* Begin Supplied data *

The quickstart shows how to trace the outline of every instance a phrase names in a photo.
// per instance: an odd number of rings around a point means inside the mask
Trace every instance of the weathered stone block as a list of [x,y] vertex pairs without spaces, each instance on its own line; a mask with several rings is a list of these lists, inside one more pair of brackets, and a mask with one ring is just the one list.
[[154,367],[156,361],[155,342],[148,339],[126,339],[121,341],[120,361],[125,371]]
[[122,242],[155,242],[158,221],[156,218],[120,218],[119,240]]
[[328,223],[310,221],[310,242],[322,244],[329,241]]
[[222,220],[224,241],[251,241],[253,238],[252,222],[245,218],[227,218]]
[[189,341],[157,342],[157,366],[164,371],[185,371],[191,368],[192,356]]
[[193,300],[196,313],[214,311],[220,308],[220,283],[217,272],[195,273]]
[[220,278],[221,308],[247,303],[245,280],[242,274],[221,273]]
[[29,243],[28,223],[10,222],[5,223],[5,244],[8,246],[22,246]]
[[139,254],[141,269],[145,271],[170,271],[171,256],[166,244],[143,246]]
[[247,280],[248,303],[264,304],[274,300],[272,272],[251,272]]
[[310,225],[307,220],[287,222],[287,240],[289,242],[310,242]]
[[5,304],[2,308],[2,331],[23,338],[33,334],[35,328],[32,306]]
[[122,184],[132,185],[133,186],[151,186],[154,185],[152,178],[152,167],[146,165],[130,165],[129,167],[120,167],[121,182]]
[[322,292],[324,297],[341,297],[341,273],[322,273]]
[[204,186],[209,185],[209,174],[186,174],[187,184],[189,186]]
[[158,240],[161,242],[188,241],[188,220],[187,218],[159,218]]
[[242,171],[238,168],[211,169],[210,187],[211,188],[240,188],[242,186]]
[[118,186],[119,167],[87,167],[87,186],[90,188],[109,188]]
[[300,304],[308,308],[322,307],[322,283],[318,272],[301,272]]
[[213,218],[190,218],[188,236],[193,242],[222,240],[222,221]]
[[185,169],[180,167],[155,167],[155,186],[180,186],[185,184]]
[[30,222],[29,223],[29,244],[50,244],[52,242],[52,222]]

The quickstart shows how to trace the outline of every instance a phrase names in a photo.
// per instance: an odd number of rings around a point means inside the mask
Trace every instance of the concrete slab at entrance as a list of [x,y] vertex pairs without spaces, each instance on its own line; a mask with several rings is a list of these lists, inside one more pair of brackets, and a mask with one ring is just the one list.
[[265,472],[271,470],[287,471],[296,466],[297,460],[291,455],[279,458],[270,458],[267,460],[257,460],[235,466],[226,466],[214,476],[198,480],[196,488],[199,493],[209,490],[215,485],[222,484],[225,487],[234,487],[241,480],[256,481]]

* End Supplied data *

- _Problem_:
Rewrite all of the material above with "quickstart" replaced by "tutorial" at every occurrence, keeping everything else the same.

- _Result below_:
The tutorial shows how to trace the outline of every instance a phrase names in a photo.
// per instance: an odd number of rings around a point means inside the mask
Trace every instance of the weathered stone block as a list of [x,y] vertex pairs without spaces, each instance on its own line; a mask with several rings is a list of these lists, inside one more pair of brackets, and a mask with one ring is just the one list.
[[154,367],[156,361],[155,342],[148,339],[126,339],[121,341],[120,361],[125,371]]
[[122,242],[155,242],[158,221],[156,218],[120,218],[119,240]]
[[328,223],[310,221],[310,242],[322,244],[329,241]]
[[222,220],[224,241],[251,241],[253,238],[252,222],[245,218],[227,218]]
[[189,341],[157,342],[157,366],[164,371],[185,371],[191,368],[192,356]]
[[193,300],[196,313],[214,311],[220,308],[220,283],[217,272],[195,273]]
[[220,278],[221,308],[247,303],[245,280],[242,274],[221,273]]
[[29,243],[28,223],[10,222],[5,223],[5,244],[8,246],[22,246]]
[[139,254],[141,269],[145,271],[170,271],[171,256],[166,244],[143,246]]
[[247,280],[248,303],[264,304],[274,300],[272,272],[251,272]]
[[310,225],[307,220],[287,222],[287,240],[289,242],[310,242]]
[[5,304],[2,308],[2,331],[23,338],[33,334],[35,328],[32,306]]
[[122,184],[132,185],[133,186],[151,186],[154,185],[152,178],[152,167],[146,165],[130,165],[129,167],[120,167],[121,182]]
[[322,292],[324,297],[341,297],[341,273],[322,273]]
[[204,186],[209,185],[209,174],[186,174],[187,184],[189,186]]
[[158,240],[161,242],[188,241],[188,220],[187,218],[159,218]]
[[242,171],[238,168],[211,169],[210,187],[211,188],[240,188],[242,186]]
[[118,186],[119,167],[87,167],[87,186],[90,188],[109,188]]
[[300,304],[308,308],[322,307],[322,283],[318,272],[301,272]]
[[213,218],[190,218],[188,236],[193,242],[222,240],[222,221]]
[[185,169],[180,167],[155,167],[155,186],[180,186],[185,184]]
[[30,222],[29,223],[29,244],[50,244],[52,242],[52,222]]

The tutorial shows how to trace the outline of every instance a phrase names in a photo.
// per instance: an odd number of rings around a point means inside the mask
Trace every instance of the concrete slab at entrance as a list of [x,y] vertex pairs without spaces, each instance on its own line; a mask with several rings is a list of these lists, inside one more pair of brackets, and a mask with one ring is just the one list.
[[265,472],[271,470],[287,471],[296,466],[297,460],[291,455],[279,458],[270,458],[267,460],[257,460],[235,466],[226,466],[214,476],[198,480],[196,488],[199,493],[209,490],[215,485],[222,484],[225,487],[234,487],[241,480],[256,481]]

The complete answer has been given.